Gather every line of the records below that contains the word "give", copying each such line in full. Treat uppercase and lowercase letters as different.

Input material:
—————

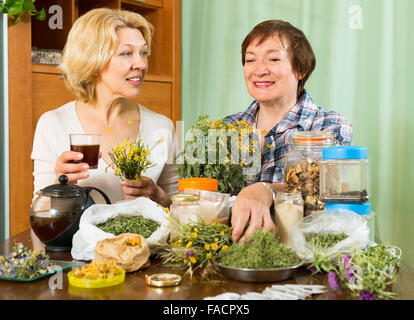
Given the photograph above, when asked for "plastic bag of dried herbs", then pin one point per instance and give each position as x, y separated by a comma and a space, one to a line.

—————

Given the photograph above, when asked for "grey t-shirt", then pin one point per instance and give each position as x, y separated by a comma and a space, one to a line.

—————

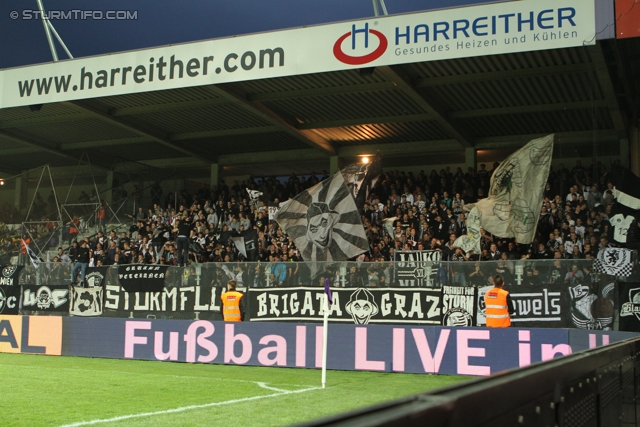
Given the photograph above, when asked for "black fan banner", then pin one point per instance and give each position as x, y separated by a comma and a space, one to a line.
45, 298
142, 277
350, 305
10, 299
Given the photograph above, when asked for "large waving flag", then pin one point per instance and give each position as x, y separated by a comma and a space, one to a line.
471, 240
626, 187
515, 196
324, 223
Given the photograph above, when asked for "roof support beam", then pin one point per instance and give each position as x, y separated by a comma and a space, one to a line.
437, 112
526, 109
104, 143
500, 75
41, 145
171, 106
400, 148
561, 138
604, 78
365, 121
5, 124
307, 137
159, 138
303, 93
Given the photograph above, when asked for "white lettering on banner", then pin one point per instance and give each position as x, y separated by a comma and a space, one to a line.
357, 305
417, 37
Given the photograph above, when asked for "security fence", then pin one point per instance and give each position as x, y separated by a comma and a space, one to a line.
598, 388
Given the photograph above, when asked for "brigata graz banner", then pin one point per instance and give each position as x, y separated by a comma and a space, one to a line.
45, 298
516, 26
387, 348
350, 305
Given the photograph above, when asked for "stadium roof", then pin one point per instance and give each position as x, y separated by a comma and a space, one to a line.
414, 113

—————

Result for this task:
Given the photograph above, when asked for "plastic bag of dried herbs", then pin one point per instance and give each position as x, y separated by a comma and a space, one to a line.
Given the photograph above, when asked for "grey t-shirt", then pin one point per instance and give each position as x, y separated by a comma and a space, one to a line.
Given the photograph above, when asked for "black fan banner", then pin one point per instance and give each position as x, y separated by a comma and a space, one to a line.
Given the photograph above, when asked for "large waving flag", then pin one point per instance and give each position as x, y separated by a comma and a space, one to a line.
Given the photograph above, when asked for "roof support beam", then pin one point per instance and give each position as x, y separated by a comma and a space, one to a line.
Given the photograph above, when asked for "white lettering on banner", then pin one point per instance and give each position as x, y separated by a comma and a space, one to a line.
Given the photograph above, when asked for "security fence", then pin one point per instance and give each position as x, y separated by a comma and a space, one to a line.
Given the photograph above, when asked for "brigata graz banner", then pin one point per instance and give each position as x, y separated by a comma and a space, one to a line.
Given the photograph above, when asked for "stadium roof", then pin one point per instance and give each position as x, y separated by a comma and a space, one to a line.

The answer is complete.